TEXT SEGMENT -
========================================================================

This appeal emanates from the decision of the High Court at Johor Bahru dated 19.2.2017, dismissing the Public Prosecutor’s (“PP”) criminal application filed vide a notice of motion dated 15.12.2016. In the said notice of motion, the PP applied to the High Court for the following reliefs-
(i) To relist the Appeals No. 41LB-03-02/2015 and No. 41(ORS)-01-02/2015 which were struck off earlier by His Lordship Justice Dato’ Mohd Sofian bin Tan Sri Abd Razak on 8.9.2016;
(ii) To grant an extension of time to the P.P to file an appeal against the decision dated 8.9.2016 to the Court of Appeal; and
(iii) To stay the execution of the Magistrate’s decision dated 28.1.2016 ordering the return of the seized good to the respondent (5th respondent).
 Being disenchanted by the said order, the P.P has now appealed to this Court. Hence, this appeal before us.

========================================================================

PROVIDED MATERIAL -
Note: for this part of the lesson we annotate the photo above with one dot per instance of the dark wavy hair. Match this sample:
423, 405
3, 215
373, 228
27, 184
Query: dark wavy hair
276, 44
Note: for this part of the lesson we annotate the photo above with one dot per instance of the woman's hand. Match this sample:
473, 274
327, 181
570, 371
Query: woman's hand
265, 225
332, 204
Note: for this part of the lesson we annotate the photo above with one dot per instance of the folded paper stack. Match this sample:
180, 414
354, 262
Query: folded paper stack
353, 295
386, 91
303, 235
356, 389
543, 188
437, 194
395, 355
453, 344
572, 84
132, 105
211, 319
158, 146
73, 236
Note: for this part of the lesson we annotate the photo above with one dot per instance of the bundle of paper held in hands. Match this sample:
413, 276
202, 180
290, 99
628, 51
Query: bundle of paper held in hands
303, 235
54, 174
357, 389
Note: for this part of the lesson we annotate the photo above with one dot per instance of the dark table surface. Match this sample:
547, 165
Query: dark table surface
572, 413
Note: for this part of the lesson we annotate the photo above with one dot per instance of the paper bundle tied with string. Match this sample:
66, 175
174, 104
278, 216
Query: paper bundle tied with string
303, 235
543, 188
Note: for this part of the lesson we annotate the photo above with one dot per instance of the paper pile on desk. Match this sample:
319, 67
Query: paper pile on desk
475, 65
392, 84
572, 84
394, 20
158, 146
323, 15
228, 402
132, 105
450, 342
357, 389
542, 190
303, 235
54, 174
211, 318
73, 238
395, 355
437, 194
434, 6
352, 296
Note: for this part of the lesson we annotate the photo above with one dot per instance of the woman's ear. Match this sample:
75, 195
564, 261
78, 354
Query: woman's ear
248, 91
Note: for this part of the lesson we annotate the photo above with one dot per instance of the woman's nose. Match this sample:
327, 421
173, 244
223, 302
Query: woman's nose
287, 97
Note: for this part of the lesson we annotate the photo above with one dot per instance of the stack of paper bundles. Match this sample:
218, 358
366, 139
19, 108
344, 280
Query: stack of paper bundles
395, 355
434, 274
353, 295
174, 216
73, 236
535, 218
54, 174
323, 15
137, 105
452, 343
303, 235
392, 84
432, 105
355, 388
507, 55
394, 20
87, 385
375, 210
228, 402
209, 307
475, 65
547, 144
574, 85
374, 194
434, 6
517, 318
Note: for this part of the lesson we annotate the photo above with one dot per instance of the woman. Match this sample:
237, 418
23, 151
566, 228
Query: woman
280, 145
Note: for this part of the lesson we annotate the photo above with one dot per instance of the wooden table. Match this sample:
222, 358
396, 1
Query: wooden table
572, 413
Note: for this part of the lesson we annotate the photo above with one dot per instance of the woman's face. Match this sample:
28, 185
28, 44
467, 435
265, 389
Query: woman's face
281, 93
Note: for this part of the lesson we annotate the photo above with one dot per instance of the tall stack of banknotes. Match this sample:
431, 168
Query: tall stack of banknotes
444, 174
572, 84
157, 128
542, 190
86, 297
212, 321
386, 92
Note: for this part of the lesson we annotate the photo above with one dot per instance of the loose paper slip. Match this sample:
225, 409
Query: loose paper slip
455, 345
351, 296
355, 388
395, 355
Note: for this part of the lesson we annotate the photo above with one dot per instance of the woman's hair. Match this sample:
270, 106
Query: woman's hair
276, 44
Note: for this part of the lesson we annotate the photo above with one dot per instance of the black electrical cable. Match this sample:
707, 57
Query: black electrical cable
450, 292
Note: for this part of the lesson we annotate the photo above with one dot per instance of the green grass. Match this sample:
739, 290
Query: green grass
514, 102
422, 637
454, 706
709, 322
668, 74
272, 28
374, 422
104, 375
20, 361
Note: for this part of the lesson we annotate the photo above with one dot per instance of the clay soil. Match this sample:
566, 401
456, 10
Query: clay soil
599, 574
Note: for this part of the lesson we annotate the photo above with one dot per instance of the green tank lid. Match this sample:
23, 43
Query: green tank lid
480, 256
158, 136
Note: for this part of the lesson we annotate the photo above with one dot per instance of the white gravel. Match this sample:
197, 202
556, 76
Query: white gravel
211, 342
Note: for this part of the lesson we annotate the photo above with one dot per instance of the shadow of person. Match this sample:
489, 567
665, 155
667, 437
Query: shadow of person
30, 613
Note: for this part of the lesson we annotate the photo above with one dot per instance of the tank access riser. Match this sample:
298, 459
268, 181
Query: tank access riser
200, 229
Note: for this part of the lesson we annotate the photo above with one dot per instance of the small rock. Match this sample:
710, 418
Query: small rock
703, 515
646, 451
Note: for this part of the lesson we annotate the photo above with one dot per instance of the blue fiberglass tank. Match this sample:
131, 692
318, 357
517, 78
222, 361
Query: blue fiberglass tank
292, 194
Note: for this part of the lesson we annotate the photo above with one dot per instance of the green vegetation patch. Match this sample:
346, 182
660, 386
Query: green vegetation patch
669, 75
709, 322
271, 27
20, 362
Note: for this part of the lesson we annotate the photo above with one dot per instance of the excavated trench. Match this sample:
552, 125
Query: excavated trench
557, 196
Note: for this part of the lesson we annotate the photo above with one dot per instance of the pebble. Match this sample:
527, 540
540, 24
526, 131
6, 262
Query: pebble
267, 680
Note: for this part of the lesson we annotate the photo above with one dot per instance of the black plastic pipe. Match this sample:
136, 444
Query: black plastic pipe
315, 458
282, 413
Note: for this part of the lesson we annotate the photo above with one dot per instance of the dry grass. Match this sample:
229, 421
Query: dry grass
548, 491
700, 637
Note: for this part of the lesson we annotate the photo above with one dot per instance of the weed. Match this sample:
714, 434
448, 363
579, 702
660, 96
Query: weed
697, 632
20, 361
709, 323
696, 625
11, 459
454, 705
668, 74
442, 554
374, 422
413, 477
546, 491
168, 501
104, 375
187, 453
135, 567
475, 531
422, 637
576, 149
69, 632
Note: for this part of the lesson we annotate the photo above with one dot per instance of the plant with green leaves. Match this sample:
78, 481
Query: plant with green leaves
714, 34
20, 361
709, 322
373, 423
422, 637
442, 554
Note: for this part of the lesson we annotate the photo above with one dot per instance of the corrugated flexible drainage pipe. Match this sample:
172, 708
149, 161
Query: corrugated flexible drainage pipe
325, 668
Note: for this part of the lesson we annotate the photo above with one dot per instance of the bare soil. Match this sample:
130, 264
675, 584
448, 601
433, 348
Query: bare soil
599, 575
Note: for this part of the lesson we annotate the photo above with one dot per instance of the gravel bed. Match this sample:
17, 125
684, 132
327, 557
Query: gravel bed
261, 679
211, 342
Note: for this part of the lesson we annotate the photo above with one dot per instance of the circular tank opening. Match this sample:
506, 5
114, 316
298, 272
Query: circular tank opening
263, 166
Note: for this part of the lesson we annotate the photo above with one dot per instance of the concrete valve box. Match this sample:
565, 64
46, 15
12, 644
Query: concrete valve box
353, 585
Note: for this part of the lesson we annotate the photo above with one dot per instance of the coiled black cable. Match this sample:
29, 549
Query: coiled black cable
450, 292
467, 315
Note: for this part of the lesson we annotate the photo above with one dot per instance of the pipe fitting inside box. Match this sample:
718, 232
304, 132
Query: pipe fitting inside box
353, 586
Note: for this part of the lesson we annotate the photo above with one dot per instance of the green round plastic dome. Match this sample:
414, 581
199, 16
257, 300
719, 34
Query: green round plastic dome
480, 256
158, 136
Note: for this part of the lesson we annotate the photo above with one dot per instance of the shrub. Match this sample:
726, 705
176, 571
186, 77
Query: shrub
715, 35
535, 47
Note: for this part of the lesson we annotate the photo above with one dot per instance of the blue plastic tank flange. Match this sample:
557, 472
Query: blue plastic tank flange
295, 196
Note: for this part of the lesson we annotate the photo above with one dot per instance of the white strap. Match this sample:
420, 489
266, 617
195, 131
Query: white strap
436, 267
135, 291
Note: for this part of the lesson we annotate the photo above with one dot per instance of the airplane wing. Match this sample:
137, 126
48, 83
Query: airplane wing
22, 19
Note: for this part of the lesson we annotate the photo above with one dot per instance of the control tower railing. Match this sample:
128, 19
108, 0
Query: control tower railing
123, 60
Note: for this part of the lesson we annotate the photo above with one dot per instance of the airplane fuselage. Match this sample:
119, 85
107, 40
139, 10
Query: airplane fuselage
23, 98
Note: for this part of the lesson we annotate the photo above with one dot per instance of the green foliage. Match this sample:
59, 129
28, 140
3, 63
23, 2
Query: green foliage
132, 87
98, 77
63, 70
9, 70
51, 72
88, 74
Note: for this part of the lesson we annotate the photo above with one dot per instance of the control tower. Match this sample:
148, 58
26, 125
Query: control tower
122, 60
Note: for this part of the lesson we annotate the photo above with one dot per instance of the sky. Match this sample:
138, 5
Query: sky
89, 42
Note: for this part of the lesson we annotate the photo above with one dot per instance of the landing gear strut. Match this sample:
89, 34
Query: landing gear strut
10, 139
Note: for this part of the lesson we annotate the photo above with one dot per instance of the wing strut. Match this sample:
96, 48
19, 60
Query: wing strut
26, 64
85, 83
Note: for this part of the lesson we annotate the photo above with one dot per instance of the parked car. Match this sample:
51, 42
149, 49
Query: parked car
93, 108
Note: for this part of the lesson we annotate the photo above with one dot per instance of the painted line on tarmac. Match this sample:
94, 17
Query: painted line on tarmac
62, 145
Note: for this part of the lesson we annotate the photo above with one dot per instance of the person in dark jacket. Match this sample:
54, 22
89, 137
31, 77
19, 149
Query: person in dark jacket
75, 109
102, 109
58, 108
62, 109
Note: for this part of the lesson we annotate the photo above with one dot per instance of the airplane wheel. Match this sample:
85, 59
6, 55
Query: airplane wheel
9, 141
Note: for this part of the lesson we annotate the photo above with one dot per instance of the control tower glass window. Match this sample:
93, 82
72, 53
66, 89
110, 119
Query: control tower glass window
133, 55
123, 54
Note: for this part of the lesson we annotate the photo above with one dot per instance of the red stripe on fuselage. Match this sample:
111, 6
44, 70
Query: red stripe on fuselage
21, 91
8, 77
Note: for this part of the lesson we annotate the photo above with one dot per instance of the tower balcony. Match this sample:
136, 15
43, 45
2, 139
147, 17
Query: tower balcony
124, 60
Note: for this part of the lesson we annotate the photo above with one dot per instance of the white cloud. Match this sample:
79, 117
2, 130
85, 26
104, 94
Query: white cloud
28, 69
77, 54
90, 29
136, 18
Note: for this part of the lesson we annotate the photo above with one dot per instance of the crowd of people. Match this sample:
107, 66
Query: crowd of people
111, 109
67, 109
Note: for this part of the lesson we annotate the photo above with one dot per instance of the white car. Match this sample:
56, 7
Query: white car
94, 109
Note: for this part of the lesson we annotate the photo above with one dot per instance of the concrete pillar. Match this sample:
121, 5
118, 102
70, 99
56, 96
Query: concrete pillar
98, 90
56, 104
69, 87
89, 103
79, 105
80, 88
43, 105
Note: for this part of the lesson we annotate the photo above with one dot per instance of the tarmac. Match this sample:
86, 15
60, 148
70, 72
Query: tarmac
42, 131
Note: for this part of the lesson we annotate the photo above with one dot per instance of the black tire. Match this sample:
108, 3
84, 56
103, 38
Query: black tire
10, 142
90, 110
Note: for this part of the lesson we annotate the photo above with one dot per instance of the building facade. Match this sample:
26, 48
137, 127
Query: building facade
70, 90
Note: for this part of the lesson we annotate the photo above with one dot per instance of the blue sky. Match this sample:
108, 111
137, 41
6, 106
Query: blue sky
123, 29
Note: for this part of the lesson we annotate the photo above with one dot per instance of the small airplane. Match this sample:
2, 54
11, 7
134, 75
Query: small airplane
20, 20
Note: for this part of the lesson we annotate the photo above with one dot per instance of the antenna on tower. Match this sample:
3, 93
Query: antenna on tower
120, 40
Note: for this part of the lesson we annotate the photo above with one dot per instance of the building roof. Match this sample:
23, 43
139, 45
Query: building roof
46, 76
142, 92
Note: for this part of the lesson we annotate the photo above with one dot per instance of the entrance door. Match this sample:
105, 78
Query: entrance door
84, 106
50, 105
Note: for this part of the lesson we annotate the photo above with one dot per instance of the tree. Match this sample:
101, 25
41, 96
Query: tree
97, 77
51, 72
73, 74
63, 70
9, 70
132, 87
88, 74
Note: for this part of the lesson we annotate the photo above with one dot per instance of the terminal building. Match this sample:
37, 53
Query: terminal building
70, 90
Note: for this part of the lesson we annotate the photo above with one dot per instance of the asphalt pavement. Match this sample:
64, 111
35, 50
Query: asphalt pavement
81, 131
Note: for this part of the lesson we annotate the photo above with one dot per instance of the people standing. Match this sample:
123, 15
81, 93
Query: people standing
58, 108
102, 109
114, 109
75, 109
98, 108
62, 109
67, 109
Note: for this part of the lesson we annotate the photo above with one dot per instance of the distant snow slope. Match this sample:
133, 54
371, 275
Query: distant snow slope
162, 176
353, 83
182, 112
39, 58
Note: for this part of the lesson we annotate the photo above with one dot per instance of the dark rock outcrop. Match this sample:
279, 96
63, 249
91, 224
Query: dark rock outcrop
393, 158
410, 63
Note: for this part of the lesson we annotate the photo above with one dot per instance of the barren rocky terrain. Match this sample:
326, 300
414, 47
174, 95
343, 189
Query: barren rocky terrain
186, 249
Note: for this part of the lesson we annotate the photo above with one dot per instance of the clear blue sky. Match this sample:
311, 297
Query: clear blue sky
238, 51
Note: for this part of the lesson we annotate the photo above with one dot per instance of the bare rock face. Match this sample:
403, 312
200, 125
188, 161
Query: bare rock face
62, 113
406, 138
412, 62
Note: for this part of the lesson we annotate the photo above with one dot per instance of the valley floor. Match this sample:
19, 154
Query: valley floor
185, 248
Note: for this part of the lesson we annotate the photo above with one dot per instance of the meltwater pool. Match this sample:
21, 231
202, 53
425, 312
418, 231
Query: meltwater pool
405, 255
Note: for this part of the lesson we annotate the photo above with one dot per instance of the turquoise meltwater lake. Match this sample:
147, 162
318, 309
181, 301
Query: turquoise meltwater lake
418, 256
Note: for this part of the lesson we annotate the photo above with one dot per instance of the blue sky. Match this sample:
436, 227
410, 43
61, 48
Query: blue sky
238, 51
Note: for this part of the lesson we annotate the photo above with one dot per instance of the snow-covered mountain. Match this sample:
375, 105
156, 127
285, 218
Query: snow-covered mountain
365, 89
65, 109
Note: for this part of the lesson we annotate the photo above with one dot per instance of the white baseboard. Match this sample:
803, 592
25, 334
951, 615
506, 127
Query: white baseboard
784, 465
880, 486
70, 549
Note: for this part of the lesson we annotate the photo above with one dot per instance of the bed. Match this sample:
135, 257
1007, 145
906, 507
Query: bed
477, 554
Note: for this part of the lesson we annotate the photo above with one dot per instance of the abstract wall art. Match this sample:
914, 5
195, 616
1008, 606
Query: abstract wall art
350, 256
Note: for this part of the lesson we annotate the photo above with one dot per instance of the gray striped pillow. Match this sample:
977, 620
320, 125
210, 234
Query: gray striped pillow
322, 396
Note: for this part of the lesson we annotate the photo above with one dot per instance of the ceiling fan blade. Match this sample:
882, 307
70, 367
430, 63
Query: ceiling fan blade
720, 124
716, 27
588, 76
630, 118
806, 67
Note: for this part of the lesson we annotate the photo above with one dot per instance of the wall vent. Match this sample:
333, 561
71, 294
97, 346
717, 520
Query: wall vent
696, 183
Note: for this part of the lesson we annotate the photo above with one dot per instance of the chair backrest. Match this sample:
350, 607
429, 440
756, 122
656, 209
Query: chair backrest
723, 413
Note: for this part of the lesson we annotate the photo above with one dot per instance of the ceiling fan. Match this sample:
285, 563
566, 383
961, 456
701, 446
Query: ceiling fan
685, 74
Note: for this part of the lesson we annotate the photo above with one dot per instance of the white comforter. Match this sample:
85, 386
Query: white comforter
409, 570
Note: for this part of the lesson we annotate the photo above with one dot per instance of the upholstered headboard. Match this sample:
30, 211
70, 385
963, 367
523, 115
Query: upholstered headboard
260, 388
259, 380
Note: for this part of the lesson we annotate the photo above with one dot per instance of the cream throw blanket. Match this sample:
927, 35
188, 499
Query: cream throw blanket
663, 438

========================================================================

THE EXERCISE - Reproduce the passage above on the Public Prosecutor's appeal word for word, from "This appeal emanates" to "respondent (5th respondent).".

OUTPUT OF THE TASK -
This appeal emanates from the decision of the High Court at Johor Bahru dated 19.2.2017, dismissing the Public Prosecutor’s (“PP”) criminal application filed vide a notice of motion dated 15.12.2016. In the said notice of motion, the PP applied to the High Court for the following reliefs-
(i) To relist the Appeals No. 41LB-03-02/2015 and No. 41(ORS)-01-02/2015 which were struck off earlier by His Lordship Justice Dato’ Mohd Sofian bin Tan Sri Abd Razak on 8.9.2016;
(ii) To grant an extension of time to the P.P to file an appeal against the decision dated 8.9.2016 to the Court of Appeal; and
(iii) To stay the execution of the Magistrate’s decision dated 28.1.2016 ordering the return of the seized good to the respondent (5th respondent).